Individual Submission Summary
Share...

Direct link:

Download

Biodiversity, Identity and Global Agriculture: GMO Regulation in Mexico and Peru

Thu, September 5, 2:00 to 3:30pm, Marriott Philadelphia Downtown, Franklin 4

Abstract

Over the past twenty-five years, Latin America has become a champion of genetically modified (GM) crops, and now accounts for over 40 percent of global production. This paper examines the development of GM crop regulation in Mexico and Peru, the most significant crop centers of origin and diversification within the Latin American region. Despite holding similar levels of agrobiodiversity, these countries have taken divergent policy approaches: Peru has opted for a legislative moratorium across all GM crops, while Mexico has adopted a mixed approach, prohibiting GM maize and soy, while permitting GM cotton. I trace the origins of these contrasting policies and argue that they reflect the ways in which domestic actors link agrobiodiversity—and the absence of GM crops—to national identity. My argument is that the content of these articulations of national identity (cultural identity vs. market-based) is at the root of differences in regulatory approaches across Mexico and Peru. Further, I suggest that these cases may represent a broader shift in state attitudes regarding the use, management, and documentation of agrobiodiversity across the Latin American region.

## Recorded data
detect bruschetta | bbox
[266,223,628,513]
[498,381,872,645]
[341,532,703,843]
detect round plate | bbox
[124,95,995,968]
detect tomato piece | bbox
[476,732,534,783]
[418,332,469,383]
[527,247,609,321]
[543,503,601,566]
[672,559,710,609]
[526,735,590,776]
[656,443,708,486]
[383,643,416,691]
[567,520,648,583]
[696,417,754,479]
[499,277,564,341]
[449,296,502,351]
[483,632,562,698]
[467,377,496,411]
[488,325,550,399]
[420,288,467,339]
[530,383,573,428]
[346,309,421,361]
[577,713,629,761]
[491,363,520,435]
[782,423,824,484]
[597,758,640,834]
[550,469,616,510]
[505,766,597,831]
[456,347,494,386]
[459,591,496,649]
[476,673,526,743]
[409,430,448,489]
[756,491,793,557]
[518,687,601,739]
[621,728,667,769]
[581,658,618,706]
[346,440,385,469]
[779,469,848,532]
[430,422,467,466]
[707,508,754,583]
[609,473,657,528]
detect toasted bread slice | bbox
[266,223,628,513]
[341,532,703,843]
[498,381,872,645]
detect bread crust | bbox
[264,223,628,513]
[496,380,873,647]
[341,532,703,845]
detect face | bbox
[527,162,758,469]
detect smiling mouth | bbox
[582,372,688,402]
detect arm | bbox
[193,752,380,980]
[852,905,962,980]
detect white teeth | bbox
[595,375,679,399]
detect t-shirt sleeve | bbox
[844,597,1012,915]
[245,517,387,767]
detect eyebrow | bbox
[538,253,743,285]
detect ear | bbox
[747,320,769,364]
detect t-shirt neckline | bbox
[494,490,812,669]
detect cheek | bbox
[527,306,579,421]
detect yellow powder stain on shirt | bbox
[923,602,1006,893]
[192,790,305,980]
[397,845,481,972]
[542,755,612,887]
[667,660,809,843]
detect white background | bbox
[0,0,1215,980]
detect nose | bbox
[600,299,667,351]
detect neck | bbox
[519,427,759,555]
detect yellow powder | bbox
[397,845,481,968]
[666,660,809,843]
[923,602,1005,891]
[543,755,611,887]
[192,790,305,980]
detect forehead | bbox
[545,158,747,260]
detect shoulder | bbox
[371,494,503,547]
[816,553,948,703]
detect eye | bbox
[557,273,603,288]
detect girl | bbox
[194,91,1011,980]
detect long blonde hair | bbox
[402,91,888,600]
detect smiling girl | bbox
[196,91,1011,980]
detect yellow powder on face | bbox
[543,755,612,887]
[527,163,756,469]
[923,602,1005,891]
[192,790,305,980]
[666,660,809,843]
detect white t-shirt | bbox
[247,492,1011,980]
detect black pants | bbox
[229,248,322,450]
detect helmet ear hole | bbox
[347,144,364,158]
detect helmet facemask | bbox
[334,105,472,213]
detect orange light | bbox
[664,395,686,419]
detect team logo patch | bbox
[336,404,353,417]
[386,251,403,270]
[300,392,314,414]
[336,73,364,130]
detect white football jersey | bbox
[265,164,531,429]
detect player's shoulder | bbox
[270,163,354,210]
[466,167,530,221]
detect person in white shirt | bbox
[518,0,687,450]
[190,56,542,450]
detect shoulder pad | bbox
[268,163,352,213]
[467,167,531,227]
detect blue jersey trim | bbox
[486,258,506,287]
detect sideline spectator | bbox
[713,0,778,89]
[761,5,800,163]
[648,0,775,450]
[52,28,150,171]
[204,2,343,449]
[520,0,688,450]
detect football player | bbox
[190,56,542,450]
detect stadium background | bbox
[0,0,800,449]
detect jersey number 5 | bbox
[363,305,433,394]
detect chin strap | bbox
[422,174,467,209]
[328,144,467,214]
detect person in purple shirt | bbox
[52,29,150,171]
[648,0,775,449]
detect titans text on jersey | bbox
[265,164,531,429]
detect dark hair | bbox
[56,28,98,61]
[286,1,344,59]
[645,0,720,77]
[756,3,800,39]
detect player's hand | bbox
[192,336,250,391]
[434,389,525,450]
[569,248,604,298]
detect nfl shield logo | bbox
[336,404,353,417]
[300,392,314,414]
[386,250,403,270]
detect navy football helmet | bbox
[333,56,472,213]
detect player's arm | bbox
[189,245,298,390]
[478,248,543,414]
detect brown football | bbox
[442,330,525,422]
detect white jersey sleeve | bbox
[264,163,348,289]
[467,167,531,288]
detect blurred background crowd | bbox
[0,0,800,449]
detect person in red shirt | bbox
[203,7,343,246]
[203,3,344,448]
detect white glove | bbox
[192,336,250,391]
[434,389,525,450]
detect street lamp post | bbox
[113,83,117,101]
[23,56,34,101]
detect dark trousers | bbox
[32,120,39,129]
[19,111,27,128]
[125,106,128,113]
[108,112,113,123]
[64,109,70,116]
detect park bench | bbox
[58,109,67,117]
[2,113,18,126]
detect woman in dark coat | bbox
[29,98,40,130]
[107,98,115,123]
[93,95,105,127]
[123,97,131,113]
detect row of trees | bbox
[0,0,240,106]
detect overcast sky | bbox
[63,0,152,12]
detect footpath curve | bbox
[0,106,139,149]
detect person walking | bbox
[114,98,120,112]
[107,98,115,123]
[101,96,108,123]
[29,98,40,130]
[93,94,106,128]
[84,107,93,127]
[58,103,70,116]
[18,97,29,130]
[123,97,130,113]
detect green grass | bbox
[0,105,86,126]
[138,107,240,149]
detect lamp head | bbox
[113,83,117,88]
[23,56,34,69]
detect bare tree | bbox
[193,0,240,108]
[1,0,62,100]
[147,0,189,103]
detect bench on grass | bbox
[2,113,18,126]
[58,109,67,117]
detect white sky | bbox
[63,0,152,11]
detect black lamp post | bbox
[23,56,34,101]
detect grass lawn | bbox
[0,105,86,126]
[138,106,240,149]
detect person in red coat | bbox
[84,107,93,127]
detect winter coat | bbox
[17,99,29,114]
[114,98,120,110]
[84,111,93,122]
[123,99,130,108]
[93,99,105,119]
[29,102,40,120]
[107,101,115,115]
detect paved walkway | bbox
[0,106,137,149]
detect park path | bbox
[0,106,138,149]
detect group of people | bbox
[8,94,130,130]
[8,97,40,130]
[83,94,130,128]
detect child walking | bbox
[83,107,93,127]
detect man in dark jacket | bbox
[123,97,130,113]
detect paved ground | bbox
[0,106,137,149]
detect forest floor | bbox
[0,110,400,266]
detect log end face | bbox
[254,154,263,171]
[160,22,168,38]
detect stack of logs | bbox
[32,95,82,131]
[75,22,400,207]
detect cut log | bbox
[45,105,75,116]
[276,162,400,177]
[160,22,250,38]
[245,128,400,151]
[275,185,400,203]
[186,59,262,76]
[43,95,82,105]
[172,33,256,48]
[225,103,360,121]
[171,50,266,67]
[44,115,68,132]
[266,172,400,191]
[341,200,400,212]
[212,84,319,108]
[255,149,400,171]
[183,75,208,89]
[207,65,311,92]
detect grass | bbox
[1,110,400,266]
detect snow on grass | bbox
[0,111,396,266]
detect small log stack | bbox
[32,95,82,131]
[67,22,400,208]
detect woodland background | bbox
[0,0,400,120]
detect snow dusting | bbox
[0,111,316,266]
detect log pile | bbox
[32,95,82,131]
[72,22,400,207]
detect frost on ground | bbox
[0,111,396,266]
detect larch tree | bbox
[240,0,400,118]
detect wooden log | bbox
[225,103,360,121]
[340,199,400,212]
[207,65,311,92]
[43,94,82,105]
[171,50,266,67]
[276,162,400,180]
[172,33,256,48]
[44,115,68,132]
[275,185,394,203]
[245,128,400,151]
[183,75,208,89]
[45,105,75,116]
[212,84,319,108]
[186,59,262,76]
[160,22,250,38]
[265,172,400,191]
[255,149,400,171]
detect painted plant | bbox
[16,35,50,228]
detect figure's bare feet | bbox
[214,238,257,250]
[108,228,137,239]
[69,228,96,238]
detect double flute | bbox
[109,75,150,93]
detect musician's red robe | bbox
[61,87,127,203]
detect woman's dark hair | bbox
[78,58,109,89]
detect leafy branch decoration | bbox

## Exercise
According to the abstract on GMO regulation in Mexico and Peru, what policy has Peru adopted toward genetically modified crops?

## Solution to this problem
Peru has adopted a legislative moratorium across all GM crops.